==== INPUT RECORDS
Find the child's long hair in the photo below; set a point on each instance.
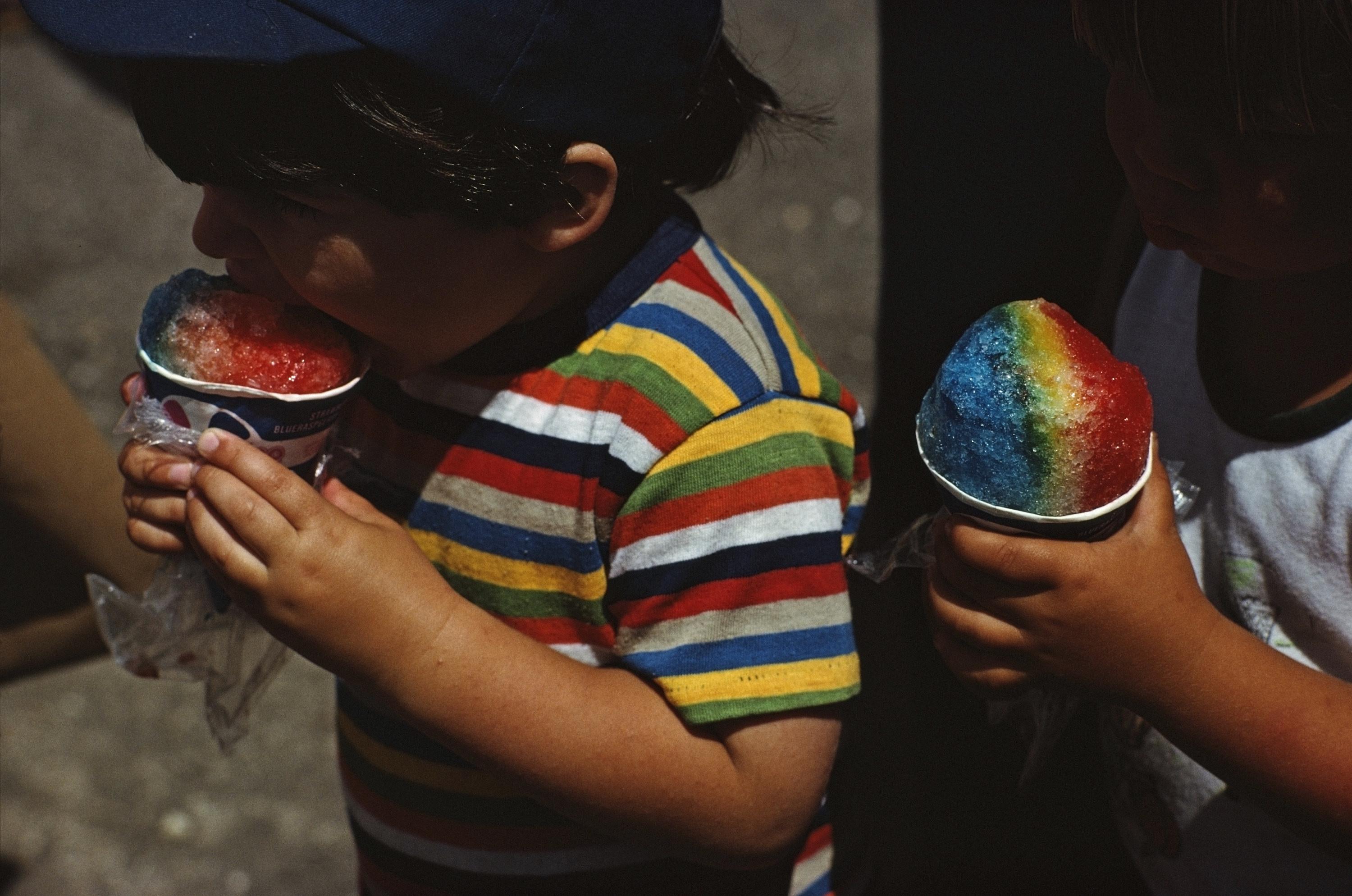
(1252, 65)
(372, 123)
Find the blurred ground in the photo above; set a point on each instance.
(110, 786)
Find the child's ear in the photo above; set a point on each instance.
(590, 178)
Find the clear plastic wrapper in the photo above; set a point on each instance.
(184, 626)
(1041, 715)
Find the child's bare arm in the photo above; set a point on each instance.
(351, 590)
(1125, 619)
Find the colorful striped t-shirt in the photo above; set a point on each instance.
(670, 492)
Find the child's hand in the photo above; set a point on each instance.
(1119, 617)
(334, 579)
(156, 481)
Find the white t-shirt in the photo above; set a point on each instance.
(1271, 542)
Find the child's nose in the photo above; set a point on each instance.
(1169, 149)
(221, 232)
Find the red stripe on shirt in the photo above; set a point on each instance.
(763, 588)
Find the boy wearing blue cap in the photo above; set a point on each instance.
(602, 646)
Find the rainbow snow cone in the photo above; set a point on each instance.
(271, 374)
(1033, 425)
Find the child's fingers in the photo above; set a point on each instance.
========
Format the lines above as a JSON list of strings, one string per line, leaving out blank lines and the pictures.

__TASK ANSWER__.
[
  "Find the child's long hair in the photo below; set a point on each instance.",
  "(1252, 65)",
  "(372, 123)",
  "Find the blurred ground in the photo above; set a point on each instance.",
  "(110, 786)",
  "Find the child's ear in the photo above; set a point on each instance.",
  "(590, 178)",
  "Find the clear plastic wrapper in the photo above; set a point on each instance.",
  "(184, 626)",
  "(1041, 715)",
  "Find the child's bare arm in the photo above; set a point on each instance.",
  "(351, 590)",
  "(1125, 619)",
  "Find the colorful striped t-shirt in the photo above; set a point on each instance.",
  "(670, 492)",
  "Find the child's hand in the photo above; set a point on each instance.",
  "(1119, 617)",
  "(334, 579)",
  "(156, 481)",
  "Find the white t-shirt in the photo above; set a point on each instance.",
  "(1271, 542)",
  "Find the child's nose in the photo above; set a point on each instance.",
  "(1169, 149)",
  "(221, 232)",
  "Find the red stripe on shirt in the photo above; set a point on each instance.",
  "(763, 588)",
  "Find the boy wearing blue cap in the photo above; set a point on each instance.",
  "(602, 646)",
  "Find the rainbow snow cone in the photo above; set a point on each instance.",
  "(271, 374)",
  "(1033, 425)",
  "Find the child's fingers in the photo above; set a point on each instance."
]